Saved entries

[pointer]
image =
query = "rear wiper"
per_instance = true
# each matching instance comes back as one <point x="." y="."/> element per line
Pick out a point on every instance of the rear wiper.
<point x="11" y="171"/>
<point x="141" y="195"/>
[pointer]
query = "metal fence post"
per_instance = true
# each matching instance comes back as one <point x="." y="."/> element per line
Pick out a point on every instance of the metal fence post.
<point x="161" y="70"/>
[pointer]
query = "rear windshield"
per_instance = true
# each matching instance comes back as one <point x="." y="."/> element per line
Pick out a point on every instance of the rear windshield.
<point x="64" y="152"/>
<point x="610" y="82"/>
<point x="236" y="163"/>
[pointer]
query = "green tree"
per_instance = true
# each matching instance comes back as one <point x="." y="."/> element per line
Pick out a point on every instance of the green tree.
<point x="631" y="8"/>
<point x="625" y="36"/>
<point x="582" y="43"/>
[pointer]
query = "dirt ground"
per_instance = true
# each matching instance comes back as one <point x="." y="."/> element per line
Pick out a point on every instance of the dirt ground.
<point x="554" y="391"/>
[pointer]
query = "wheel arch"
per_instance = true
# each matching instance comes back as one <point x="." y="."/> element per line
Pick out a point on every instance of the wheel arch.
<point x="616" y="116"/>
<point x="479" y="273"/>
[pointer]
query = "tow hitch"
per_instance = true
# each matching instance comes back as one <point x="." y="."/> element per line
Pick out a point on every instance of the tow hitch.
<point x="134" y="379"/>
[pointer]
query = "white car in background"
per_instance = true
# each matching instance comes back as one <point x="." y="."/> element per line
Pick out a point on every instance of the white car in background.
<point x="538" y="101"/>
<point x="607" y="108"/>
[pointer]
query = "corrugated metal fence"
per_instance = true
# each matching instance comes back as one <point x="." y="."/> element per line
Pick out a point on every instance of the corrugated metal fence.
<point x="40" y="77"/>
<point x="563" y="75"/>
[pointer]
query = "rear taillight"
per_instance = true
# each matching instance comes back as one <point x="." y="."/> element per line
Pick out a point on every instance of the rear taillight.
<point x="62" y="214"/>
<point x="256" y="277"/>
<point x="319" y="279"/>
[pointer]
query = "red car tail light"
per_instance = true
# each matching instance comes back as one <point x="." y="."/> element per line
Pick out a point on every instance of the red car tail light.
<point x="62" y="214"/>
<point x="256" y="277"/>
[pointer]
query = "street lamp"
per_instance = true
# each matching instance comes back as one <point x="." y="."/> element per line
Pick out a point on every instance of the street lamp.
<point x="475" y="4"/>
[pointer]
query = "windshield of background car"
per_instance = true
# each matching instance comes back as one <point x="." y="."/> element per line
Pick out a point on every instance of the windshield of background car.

» **PROBLEM DESCRIPTION**: The lines to return run from the one containing "Pick out a point on every instance of the tow" through the last line of the records above. Give them exactly and include nothing more.

» **ANSWER TO THIS TASK**:
Pick out a point on every instance of the tow hitch.
<point x="134" y="379"/>
[pointer]
query = "white car in background"
per_instance = true
# each matching instance comes back as one <point x="." y="."/> element per line
Pick out a point on every instance of the white car in background.
<point x="538" y="101"/>
<point x="607" y="108"/>
[pointer]
query = "corrugated metal fence"
per_instance = true
# each matching instance comes back as one <point x="." y="."/> element per line
Pick out a point on every instance of the corrugated metal fence.
<point x="40" y="77"/>
<point x="563" y="75"/>
[pointer]
query = "rear taillight"
per_instance = true
# each matching instance comes back as one <point x="." y="."/> element per line
Pick out a point on every instance of the rear taillight.
<point x="62" y="214"/>
<point x="256" y="277"/>
<point x="319" y="279"/>
[pointer]
query = "red car tail light"
per_instance = true
# each matching instance comes back as one <point x="." y="."/> element per line
Pick out a point on every instance of the red car tail light.
<point x="62" y="214"/>
<point x="256" y="277"/>
[pointer]
query = "street lamp"
per_instance = true
# each matching instance comes back as one <point x="." y="."/> element per line
Pick out a point on every instance of the street lamp.
<point x="475" y="4"/>
[pointer]
query = "windshield of background car"
per_instance = true
# each matching instance comes back as one <point x="." y="."/> element per line
Pick out a point on every instance of the windshield of background car.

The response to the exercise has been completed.